■ Work instructions
Write out the listing below word for word.

■ Dataset excerpts
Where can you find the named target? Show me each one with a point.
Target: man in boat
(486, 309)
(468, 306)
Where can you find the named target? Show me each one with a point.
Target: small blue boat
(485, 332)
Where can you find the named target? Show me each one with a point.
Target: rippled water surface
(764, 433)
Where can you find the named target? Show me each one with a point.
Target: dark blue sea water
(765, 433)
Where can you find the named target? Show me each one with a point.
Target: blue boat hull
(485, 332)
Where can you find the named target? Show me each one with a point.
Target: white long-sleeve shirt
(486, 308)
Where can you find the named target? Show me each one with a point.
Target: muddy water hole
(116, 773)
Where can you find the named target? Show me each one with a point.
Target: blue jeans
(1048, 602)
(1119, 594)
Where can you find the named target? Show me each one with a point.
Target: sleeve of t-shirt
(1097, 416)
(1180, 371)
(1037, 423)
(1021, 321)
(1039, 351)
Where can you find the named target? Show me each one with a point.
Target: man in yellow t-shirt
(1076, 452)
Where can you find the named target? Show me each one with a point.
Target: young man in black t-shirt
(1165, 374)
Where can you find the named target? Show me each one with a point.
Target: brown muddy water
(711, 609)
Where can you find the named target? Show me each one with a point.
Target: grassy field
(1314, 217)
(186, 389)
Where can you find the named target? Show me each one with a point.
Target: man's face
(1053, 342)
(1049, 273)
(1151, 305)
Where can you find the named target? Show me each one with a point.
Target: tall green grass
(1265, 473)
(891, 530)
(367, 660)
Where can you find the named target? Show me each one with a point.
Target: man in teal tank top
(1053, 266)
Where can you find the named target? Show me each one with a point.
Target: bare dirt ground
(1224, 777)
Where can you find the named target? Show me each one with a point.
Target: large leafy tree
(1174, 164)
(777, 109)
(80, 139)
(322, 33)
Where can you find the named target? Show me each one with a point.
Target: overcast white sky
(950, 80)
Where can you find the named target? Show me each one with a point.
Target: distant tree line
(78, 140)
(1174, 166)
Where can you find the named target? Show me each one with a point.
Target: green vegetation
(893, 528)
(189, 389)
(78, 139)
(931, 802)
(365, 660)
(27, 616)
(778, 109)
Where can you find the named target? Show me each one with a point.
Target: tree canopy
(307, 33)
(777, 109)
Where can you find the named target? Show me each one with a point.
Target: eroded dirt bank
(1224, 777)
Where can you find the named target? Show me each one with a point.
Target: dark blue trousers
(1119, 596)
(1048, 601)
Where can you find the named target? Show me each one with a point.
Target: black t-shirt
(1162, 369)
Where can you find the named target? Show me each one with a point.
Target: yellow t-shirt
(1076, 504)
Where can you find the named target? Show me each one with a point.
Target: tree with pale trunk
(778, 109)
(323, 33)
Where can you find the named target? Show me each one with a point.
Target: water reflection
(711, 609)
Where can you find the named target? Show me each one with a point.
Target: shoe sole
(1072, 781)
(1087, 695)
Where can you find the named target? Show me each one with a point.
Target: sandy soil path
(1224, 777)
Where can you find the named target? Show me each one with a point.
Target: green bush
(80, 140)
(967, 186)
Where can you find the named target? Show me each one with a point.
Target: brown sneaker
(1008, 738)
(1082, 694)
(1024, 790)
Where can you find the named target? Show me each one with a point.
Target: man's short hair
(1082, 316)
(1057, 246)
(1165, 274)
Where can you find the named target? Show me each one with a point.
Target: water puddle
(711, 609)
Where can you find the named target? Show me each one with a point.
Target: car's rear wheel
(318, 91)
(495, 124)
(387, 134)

■ Task output
Where can you find the named target? Show me each one with a point.
Target: man in boat
(486, 309)
(468, 306)
Where can you find the named target? Show me each one with a point.
Target: small blue boat
(485, 332)
Where can you find the named target? Show me each one with a point.
Target: rippled water surface
(764, 433)
Where can you find the named target? Show me each one with a point.
Target: dark blue sea water
(765, 433)
Where can you find the named target? Show me each one with a point.
Target: blue boat hull
(485, 332)
Where can you find the named target? Show me each one with a point.
Target: white long-sleeve shirt
(486, 308)
Where can you find the named target? Show me each one with a point.
Target: muddy water hole
(116, 773)
Where can you find the named target? Show me each one with a point.
Target: blue jeans
(1048, 602)
(1119, 594)
Where can you find the named target? Show me each one with a point.
Target: sleeve of t-shirt
(1097, 416)
(1180, 371)
(1037, 423)
(1021, 321)
(1039, 351)
Where can you find the named target? Show me each one with a point.
Target: man in yellow t-shirt
(1076, 452)
Where can you find the named target? Show me each one with a point.
Target: young man in black t-shirt
(1165, 374)
Where can you find the named target? Show me each one with a point.
Target: brown muddy water
(711, 609)
Where can you find the named target? Show me each one with a point.
Target: grassy field
(1314, 217)
(186, 389)
Where can you find the named target? Show me each one with a point.
Target: man's face
(1053, 342)
(1049, 273)
(1151, 305)
Where can you find the named target? Show me each one with a point.
Target: tall green grass
(1265, 473)
(891, 530)
(367, 660)
Where can you find the named target? Show me each one with a point.
Target: man in teal tank top
(1053, 266)
Where can you find the named target? Show me each one with a point.
Target: bare dirt ground
(1224, 777)
Where can you find the named target? Show me each one with a point.
Target: large leafy tree
(1174, 164)
(777, 109)
(80, 139)
(322, 33)
Where can you find the named target? Show me each one with a point.
Target: overcast white sky
(950, 80)
Where can you find the named target? Show me each one with a point.
Target: distant tree line
(78, 140)
(1174, 166)
Where can you find the named target? Show me each one with a point.
Target: green vegetation
(893, 528)
(189, 389)
(78, 139)
(931, 802)
(365, 660)
(27, 616)
(778, 109)
Where can you find the named target? Show me each one with a point.
Target: tree canopy
(307, 33)
(777, 109)
Where can you find the named target? Show me each one with a point.
Target: eroded dirt bank
(1224, 777)
Where can you find the named target? Show me each one with a point.
Target: dark blue trousers
(1119, 596)
(1048, 601)
Where can you find the named target? Show me each one with a point.
Target: black t-shirt
(1162, 369)
Where can you find the named target? Show me each one with a point.
Target: yellow t-shirt
(1076, 504)
Where can you find the named target? Show me each one with a point.
Target: tree with pale trunk
(778, 109)
(323, 33)
Where can you find the named target? Show me each one with a point.
Target: water reflection
(711, 609)
Where can you find the named target? Show me each one with a point.
Target: shoe sole
(1072, 781)
(1087, 695)
Where can you find the named target? Show me each one with a point.
Target: sandy soil path
(1224, 777)
Where can you find the named target? Show me each one with a point.
Target: green bush
(80, 140)
(967, 186)
Where can you find the named target? Show me each one with a point.
Target: brown sneaker
(1008, 738)
(1082, 694)
(1024, 790)
Where can you find the named target? Show me each one with a point.
Target: man's short hair
(1082, 316)
(1057, 246)
(1165, 274)
Where can you find the named target? Show me each one with a point.
Target: water puddle
(711, 609)
Where can you find the named target? Show me each one with a point.
Target: car's rear wheel
(318, 91)
(495, 124)
(387, 134)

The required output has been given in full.